» **Problem requirements**
Please continue the guide on leading organizational change in teams, picking up right after its last sentence.

This guide is about implementation organisational change in a team, taking into account the fact that people resist changes, even necessary and justified changes. The team is faced with a problem, but instead of solving it, people try to ignore the problem, postpone the solution until later, claim that the problem is not important enough to deal with. People may not like the way things are working right now, but they do not want to change it either.
We are writing this guide for team leaders regardless of whether the team is developing a new product, working on a project, doing process work that needs to be improved, building a business or playing football. However, football is too much. Teams are very different, and if you use TDF to teach children in a classroom, form a football team or implement changes in a family, you will not be happy with the results. So it is best not to.
A team leader is the person who needs results the most. But if only one interested person is involved in the project, the fate of the project will be tragic. Therefore, this guide will help teams whose participants also care about the result and are ready to sacrifice something and go beyond the minimum requirements to achieve it.
Who we are and why we are writing this guide?
We are Kite:Project, which was created in autumn 2016 in Saint Petersburg to apply the developments of Denis Silvers' PhD thesis in business, namely in developing and implementing a solution for effective management of business teams. It is now called the Team Development Framework (TDF).
We have been working within Agile, focusing on the psychological part – the part where Agile uses theories from the 70s, many of which have never been tested, and those that have been tested are often wrong. However, when it comes to the psychology of people, there are few good theories: the better the theory, the more inapplicable it is to real business or team management.
Basically, we worked not with development teams, but with management teams: teams that included team leaders and could include company management or client representatives. Such a team is the closest to the distributed leadership model, but it is also the most difficult to work with such a team.

» **Source information**
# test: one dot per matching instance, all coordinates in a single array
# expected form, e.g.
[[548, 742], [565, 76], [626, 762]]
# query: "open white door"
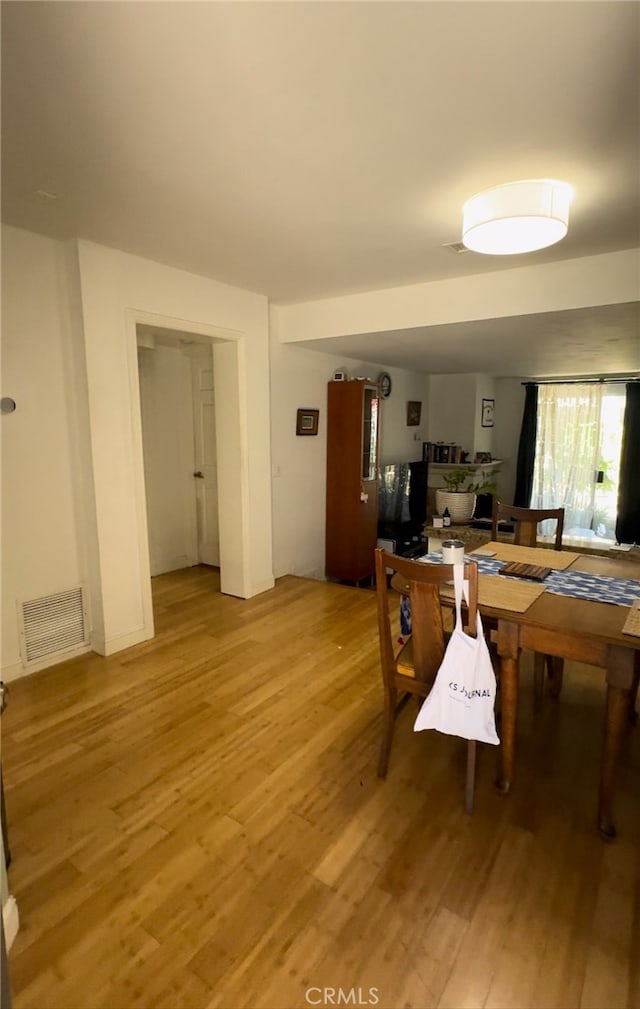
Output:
[[205, 468]]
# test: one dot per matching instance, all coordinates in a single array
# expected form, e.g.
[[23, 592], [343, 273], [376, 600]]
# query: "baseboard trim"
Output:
[[13, 672], [109, 646], [17, 670], [10, 920]]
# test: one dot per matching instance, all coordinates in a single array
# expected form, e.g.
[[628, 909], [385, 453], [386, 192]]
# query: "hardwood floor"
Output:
[[197, 822]]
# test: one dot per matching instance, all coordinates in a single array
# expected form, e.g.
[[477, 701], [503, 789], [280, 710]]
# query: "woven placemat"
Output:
[[632, 624], [558, 560], [501, 593]]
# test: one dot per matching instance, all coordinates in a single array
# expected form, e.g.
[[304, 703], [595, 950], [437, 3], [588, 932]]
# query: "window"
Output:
[[577, 455]]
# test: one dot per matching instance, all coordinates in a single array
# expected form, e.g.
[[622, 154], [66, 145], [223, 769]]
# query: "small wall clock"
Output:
[[384, 380]]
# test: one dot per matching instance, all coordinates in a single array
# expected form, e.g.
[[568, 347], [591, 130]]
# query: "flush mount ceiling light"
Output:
[[517, 217]]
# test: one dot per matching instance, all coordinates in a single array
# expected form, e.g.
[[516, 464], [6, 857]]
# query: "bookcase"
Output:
[[351, 497]]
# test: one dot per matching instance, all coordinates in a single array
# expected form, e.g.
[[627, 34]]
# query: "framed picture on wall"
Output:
[[414, 411], [488, 413], [307, 422]]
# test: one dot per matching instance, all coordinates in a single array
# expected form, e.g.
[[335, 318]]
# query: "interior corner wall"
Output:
[[118, 290], [45, 492], [510, 402], [299, 378]]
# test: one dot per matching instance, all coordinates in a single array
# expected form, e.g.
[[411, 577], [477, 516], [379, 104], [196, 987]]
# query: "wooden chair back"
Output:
[[526, 522], [419, 658], [412, 668]]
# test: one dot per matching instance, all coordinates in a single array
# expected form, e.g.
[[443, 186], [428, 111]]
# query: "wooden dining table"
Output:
[[579, 629]]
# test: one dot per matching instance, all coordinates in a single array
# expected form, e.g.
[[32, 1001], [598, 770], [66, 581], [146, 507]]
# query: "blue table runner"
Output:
[[580, 584]]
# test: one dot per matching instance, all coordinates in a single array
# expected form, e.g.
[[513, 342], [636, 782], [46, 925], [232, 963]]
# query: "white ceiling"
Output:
[[308, 149]]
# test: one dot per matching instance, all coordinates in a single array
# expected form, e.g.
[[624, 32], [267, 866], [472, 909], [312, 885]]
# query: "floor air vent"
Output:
[[52, 625]]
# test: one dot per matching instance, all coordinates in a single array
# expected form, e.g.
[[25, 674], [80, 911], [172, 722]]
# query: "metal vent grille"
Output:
[[52, 624]]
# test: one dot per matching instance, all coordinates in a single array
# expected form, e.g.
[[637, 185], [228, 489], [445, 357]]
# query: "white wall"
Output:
[[452, 410], [168, 436], [299, 378], [73, 488], [119, 291], [43, 483]]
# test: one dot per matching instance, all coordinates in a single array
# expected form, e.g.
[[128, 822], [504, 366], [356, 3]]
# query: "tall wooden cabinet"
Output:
[[352, 446]]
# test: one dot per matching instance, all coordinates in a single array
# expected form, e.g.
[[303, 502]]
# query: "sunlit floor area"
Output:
[[197, 822]]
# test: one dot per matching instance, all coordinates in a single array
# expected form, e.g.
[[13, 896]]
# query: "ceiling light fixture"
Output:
[[518, 217]]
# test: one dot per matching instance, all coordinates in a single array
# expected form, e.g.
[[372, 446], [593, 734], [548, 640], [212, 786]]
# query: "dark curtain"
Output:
[[527, 449], [628, 523]]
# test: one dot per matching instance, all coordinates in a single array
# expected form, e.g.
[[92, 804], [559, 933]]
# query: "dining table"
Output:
[[585, 607]]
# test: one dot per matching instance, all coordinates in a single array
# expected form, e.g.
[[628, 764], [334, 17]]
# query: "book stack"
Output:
[[441, 452]]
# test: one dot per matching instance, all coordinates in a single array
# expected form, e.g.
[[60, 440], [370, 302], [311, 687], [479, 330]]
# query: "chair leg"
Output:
[[633, 714], [470, 775], [391, 699], [538, 678], [555, 671]]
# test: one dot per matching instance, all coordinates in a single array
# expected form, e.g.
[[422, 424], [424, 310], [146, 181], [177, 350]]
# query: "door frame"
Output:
[[230, 391]]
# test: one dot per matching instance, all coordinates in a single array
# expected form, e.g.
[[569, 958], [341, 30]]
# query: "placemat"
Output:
[[632, 624], [556, 559], [578, 584], [535, 572], [502, 593]]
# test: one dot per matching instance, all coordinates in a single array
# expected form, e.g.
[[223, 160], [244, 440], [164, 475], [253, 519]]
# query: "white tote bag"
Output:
[[463, 695]]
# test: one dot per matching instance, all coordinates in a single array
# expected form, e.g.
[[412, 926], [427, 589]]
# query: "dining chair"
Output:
[[412, 668], [525, 522]]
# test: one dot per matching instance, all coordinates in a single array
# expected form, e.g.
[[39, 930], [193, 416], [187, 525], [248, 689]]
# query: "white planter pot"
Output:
[[461, 505]]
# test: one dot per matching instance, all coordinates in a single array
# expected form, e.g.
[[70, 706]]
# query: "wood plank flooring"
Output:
[[197, 822]]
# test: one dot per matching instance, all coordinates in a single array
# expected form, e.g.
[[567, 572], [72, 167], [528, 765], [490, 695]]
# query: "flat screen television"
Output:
[[402, 497]]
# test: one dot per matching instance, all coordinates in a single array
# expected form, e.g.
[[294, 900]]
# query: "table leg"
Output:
[[620, 677], [508, 649]]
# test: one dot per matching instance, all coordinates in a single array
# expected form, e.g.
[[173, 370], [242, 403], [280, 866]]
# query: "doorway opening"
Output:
[[178, 412]]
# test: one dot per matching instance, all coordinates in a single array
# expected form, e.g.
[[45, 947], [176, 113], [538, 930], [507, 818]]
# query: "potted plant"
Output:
[[460, 492]]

» **Result of this task**
Our clients have been IT companies, telecoms, fuel and energy companies, pharmacology, research teams, charity and HoReCa.
This is not a Basic Guide.
For beginner team leaders it is better not to choose between many alternatives – there is no experience for that yet – but preferably to use the solution that the team leader has read in a book or that the Agile coach has advised.
This guide is written to help experienced team leaders who have hit the "glass ceiling" and are already convinced that books and articles are mostly rehashing each other, and that out of the box solutions do not work as well as they say in the preface.
Mental Models.
We have come to the conclusion that one should focus not on changing behaviour, values and beliefs, but on changing Mental Models. Therefore, this guide is written with a focus on the Mental Models that we would like to change in our employees.
A team leader has a mental model where they realise that if an employee has a task to be completed in a week, the employee should be monitored every two hours – otherwise they will not do anything. This mental model may cause indignation today: an employee need to be trusted, allowed to take initiative and intervene only if they ask for help.
Letting employees do as they see fit or controlling them are two different mental models and one cannot be said to be better or worse. It depends on the situation. Understanding that management tools should be chosen based on the conditions is in turn a mental model There is no Silver Bullet.